- **What you need to do**
Only lines with the word "windshield" belong in the answer; copy them from the records below.

- **Supplied entries**
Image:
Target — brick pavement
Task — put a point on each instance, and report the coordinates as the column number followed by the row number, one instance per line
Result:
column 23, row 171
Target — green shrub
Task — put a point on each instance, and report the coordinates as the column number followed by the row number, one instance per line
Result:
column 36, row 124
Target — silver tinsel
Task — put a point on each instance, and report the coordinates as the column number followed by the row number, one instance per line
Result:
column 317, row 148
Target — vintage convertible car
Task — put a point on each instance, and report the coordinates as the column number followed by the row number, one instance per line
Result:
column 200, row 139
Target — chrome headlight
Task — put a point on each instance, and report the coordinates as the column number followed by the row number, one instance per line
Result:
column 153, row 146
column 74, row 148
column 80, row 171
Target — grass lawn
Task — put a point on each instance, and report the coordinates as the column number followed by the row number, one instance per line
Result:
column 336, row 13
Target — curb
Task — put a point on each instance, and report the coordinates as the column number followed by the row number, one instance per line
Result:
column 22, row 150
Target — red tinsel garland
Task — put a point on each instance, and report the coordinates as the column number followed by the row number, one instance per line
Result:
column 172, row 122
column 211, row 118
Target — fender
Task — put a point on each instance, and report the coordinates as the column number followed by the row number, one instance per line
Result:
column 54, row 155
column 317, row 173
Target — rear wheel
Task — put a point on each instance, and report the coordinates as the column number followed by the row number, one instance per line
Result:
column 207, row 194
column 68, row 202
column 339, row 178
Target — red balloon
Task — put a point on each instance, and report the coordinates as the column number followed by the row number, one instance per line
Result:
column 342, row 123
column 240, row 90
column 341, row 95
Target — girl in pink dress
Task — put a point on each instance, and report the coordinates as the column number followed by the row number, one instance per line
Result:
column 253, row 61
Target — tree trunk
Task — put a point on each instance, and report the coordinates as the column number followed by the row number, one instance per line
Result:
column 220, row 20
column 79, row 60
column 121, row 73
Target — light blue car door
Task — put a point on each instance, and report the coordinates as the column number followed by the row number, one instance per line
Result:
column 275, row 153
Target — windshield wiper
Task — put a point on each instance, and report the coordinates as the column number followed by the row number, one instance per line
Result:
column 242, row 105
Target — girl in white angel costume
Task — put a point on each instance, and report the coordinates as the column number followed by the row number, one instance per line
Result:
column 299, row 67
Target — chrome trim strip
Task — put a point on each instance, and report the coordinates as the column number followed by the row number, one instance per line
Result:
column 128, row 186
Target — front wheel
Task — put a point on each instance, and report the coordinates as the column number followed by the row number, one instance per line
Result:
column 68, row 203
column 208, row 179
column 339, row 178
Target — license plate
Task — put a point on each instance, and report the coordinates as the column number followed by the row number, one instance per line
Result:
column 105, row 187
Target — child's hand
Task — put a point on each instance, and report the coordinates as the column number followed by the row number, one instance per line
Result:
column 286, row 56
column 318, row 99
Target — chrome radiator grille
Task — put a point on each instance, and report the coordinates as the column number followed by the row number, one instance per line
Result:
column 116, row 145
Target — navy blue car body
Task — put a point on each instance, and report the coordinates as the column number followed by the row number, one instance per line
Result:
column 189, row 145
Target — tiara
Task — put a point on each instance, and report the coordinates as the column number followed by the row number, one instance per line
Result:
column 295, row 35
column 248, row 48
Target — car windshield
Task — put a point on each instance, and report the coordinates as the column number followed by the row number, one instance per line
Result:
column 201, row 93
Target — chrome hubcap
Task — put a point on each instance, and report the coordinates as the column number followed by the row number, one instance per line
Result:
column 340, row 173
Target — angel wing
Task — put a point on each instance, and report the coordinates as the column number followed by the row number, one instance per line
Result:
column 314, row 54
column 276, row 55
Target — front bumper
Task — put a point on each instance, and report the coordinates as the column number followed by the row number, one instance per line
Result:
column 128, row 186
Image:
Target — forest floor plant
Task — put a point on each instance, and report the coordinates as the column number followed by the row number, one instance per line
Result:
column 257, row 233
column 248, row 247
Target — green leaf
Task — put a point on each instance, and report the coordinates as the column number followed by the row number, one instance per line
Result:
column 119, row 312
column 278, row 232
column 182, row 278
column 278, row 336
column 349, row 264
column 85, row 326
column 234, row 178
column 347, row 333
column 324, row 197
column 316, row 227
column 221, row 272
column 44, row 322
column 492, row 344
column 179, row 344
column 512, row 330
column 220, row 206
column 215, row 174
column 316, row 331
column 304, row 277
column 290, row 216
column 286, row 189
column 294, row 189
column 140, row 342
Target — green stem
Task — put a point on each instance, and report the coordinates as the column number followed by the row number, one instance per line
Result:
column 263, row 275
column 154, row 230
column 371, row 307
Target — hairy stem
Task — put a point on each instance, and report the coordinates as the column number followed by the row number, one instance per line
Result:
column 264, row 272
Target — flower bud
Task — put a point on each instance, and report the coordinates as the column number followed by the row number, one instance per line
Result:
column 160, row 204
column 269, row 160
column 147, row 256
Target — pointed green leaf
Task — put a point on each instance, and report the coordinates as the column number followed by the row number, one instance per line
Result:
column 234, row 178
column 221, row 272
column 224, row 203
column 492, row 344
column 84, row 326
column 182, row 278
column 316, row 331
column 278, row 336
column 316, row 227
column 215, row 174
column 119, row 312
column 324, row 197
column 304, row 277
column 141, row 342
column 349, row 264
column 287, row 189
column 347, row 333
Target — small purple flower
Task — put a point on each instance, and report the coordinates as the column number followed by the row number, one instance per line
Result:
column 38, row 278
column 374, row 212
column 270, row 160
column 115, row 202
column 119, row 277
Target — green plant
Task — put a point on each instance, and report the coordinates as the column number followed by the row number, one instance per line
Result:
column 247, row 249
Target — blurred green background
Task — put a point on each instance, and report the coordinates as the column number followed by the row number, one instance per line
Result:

- **Exercise output**
Target — windshield wiper
Target — car windshield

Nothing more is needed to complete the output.